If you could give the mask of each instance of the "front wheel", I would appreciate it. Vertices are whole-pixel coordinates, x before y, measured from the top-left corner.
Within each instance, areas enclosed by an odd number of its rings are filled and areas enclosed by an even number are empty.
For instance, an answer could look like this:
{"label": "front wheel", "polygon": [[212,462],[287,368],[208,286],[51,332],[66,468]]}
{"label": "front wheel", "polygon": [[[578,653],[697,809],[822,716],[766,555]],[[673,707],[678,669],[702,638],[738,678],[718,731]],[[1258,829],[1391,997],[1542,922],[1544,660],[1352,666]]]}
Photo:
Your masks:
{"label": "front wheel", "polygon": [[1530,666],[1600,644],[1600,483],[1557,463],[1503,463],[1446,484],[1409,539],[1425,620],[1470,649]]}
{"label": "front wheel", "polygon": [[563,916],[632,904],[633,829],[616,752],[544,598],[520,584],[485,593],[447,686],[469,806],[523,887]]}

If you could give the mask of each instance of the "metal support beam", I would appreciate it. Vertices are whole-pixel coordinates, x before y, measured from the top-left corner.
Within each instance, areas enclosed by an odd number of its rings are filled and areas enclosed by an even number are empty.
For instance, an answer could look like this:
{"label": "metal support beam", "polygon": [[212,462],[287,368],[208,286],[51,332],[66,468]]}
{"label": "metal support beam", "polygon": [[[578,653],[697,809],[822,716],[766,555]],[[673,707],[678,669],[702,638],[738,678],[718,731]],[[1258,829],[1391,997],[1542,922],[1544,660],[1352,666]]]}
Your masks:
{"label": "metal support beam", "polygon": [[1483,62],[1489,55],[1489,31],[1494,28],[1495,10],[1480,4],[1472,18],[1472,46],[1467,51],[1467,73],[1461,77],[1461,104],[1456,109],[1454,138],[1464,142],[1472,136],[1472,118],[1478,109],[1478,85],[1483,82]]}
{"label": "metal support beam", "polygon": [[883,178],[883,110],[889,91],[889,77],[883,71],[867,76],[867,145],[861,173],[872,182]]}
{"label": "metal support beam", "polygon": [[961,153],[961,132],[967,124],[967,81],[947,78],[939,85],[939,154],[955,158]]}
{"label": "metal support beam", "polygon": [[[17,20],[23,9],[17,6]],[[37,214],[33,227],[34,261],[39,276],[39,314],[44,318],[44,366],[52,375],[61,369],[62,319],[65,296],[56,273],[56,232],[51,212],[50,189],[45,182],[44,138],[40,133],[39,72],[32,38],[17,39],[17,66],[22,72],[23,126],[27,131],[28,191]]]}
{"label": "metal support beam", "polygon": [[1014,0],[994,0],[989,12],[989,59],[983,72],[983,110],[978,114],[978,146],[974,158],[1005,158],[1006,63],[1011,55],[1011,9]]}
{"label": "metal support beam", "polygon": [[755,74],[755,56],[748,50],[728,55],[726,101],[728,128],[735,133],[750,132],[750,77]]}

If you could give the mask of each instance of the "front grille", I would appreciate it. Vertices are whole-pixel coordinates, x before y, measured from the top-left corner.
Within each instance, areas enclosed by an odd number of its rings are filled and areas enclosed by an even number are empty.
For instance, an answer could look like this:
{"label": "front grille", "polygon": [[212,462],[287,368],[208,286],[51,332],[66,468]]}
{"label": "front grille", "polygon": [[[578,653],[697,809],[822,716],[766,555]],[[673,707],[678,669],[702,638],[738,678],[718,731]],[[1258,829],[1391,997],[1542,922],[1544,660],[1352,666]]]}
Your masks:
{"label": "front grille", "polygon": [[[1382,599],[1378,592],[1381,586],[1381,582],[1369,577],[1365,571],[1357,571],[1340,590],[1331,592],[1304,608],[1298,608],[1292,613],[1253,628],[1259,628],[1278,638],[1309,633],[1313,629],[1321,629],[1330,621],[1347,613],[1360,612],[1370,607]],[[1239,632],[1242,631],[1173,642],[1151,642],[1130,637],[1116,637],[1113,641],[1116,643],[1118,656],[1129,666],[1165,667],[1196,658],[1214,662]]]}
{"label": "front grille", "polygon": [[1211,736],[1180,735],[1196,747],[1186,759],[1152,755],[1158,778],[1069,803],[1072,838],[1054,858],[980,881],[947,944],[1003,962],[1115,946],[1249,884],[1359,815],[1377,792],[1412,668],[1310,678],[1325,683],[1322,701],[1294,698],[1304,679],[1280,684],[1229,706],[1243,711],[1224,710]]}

**PROMPT**
Every entry must be printed again, exactly as it reads.

**RESULT BELOW**
If you could give the mask of each instance of the "front wheel", I would appreciate it. Vertices are whole-pixel coordinates, x before y, measured from the top-left corner.
Within each instance, areas enclosed by an odd number of its rings are filled and areas enclosed by an even number are empty.
For instance, an answer could look like this:
{"label": "front wheel", "polygon": [[212,462],[287,368],[208,286],[51,332],[66,468]]}
{"label": "front wheel", "polygon": [[[578,653],[697,809],[822,716],[766,555]],[[673,707],[678,669],[702,638],[738,678],[718,731]],[[1258,829],[1391,997],[1542,922],[1544,660],[1352,666]]]}
Photo:
Your masks:
{"label": "front wheel", "polygon": [[1530,666],[1600,644],[1600,483],[1557,463],[1503,463],[1446,484],[1409,539],[1425,620],[1470,649]]}
{"label": "front wheel", "polygon": [[563,916],[632,904],[633,829],[616,752],[544,598],[520,584],[485,593],[447,686],[469,806],[523,887]]}

If you could give the mask of each instance of the "metal support beam", I would appreciate it. Vertices are whole-pixel coordinates, x before y, measured from the top-left corner.
Within each instance, areas enclosed by an odd number of its rings are filled and areas enclosed by an even number are empty.
For instance, an answer could look like this:
{"label": "metal support beam", "polygon": [[212,462],[287,368],[208,286],[51,332],[66,468]]}
{"label": "metal support beam", "polygon": [[[578,653],[697,809],[822,716],[766,555]],[[673,707],[678,669],[702,638],[738,678],[718,731]],[[1258,829],[1391,997],[1542,922],[1544,660],[1352,666]]]}
Your masks:
{"label": "metal support beam", "polygon": [[1483,62],[1489,55],[1489,31],[1494,28],[1495,10],[1480,4],[1472,18],[1472,46],[1467,51],[1467,73],[1461,77],[1461,104],[1456,109],[1454,138],[1464,142],[1472,136],[1472,118],[1478,109],[1478,85],[1483,82]]}
{"label": "metal support beam", "polygon": [[883,178],[883,110],[889,91],[889,77],[883,71],[867,76],[867,145],[861,173],[872,182]]}
{"label": "metal support beam", "polygon": [[961,153],[961,132],[967,124],[967,81],[947,78],[939,85],[939,154],[955,158]]}
{"label": "metal support beam", "polygon": [[[17,20],[23,9],[17,6]],[[37,214],[33,227],[34,261],[39,276],[39,314],[44,318],[44,366],[52,375],[61,369],[62,319],[65,296],[56,273],[56,232],[51,212],[50,189],[45,182],[44,138],[40,133],[39,72],[32,38],[17,39],[17,66],[22,72],[23,126],[27,131],[28,191]]]}
{"label": "metal support beam", "polygon": [[1014,0],[994,0],[989,12],[989,59],[983,72],[983,110],[978,114],[978,146],[974,158],[1005,158],[1006,63],[1011,55],[1011,9]]}
{"label": "metal support beam", "polygon": [[755,74],[755,56],[748,50],[728,55],[726,101],[728,128],[735,133],[750,132],[750,77]]}

If you could give the mask of each instance of the "front grille", I would appreciate it. Vertices are whole-pixel coordinates, x before y, measured from the top-left corner.
Within each instance, areas enclosed by an odd number of its rings are filled and areas enclosed by an even number are empty.
For instance, an answer could look like this:
{"label": "front grille", "polygon": [[212,462],[287,368],[208,286],[51,332],[66,468]]}
{"label": "front grille", "polygon": [[[578,653],[697,809],[822,716],[766,555]],[[673,707],[678,669],[702,638],[738,678],[718,731]],[[1258,829],[1391,997],[1542,922],[1544,660],[1352,666]]]}
Your masks:
{"label": "front grille", "polygon": [[[1382,599],[1378,592],[1381,586],[1381,582],[1369,577],[1365,571],[1357,571],[1340,590],[1331,592],[1304,608],[1298,608],[1292,613],[1253,628],[1259,628],[1278,638],[1309,633],[1313,629],[1321,629],[1330,621],[1347,613],[1360,612],[1370,607]],[[1239,632],[1242,631],[1173,642],[1151,642],[1130,637],[1116,637],[1113,641],[1116,643],[1118,656],[1129,666],[1165,667],[1196,658],[1214,662]]]}
{"label": "front grille", "polygon": [[1211,736],[1180,735],[1196,747],[1186,759],[1152,755],[1158,778],[1069,803],[1072,838],[1054,858],[980,881],[947,944],[1003,962],[1115,946],[1249,884],[1359,815],[1377,792],[1412,668],[1310,678],[1325,683],[1322,701],[1294,698],[1304,679],[1280,684],[1229,706],[1243,711],[1224,710]]}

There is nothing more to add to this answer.